* Required task: Can you rewrite every row below, requests included, adding -97 to each coordinate in the answer points?

Pointing and labeling rows:
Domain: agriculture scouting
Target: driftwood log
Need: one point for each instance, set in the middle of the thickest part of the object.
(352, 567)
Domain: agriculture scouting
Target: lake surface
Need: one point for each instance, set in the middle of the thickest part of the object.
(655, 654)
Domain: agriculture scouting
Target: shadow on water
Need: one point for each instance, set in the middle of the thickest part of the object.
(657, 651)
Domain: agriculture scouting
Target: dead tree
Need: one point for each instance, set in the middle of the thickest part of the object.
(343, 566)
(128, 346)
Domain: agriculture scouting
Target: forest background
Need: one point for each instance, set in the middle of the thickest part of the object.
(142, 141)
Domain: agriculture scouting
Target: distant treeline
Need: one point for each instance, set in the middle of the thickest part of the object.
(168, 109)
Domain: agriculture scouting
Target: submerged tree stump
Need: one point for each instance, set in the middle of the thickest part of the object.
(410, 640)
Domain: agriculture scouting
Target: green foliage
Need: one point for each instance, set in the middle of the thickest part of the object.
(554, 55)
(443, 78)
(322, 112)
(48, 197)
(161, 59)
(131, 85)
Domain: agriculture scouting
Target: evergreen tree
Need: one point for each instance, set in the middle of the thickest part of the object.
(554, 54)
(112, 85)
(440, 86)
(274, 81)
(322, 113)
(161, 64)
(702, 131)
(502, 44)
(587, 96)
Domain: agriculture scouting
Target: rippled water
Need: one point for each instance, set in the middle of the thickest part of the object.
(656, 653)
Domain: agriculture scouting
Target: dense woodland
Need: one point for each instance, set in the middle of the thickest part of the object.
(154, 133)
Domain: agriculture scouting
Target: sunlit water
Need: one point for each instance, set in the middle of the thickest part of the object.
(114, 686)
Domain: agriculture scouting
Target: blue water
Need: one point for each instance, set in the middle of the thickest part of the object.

* Correct output:
Domain: agriculture scouting
Target: driftwood log
Need: one point for each instance, set in the middle of the thickest part of the object.
(255, 470)
Domain: agriculture scouting
Target: lake surface
Need: one point for each instance, set in the middle of the thickest part of the object.
(558, 557)
Domain: agriculture scouting
Target: shadow on water
Need: one point for each instance, set in the middle of the thickest part of the object.
(560, 554)
Domain: agriculture scouting
Target: dead tree
Need: one point for each instance, set in the middle of the thickest part of the object.
(246, 469)
(31, 249)
Domain: agriculture scouting
Target: forest background
Need: one point for each instance, set in the middle of the thickest part of the object.
(45, 44)
Domain: agriculture scouting
Target: distant treeline
Need: one point for each instance, set in the middle of the thickest part of the object.
(71, 12)
Domain: agriculture scouting
Target: submerged tree stump
Need: one point for each instance, set in the middle of the thickest part of the object.
(313, 543)
Domain: agriculture scouting
Target: green foliage
Need: one point for each instance, set in the middle of the thickest part of the object.
(457, -42)
(346, -19)
(225, 15)
(-49, 100)
(64, -38)
(34, -12)
Domain: agriculture scouting
Target: evergreen tree
Need: one point for each instance, set in the middle of the thickest part of the object.
(457, -43)
(15, -12)
(343, -11)
(177, -16)
(225, 16)
(64, -33)
(605, 34)
(405, -53)
(490, -1)
Domain: agriculture scouting
Target: rippled water
Need: one point for each instance, set in the middle of the thickest part of the object.
(559, 556)
Domain: agriculture scouting
Target: dense woodland
Need: one point for each instance, set in the middle of the thickest part of the object.
(57, 36)
Domain: agriculture scouting
Target: sunlit water
Need: one point for each instance, set in the middle of the thickest part of the object.
(17, 589)
Domain: agriculture scouting
Target: blue water
Need: one point for each instance, set in the middle of the thickest part of the object.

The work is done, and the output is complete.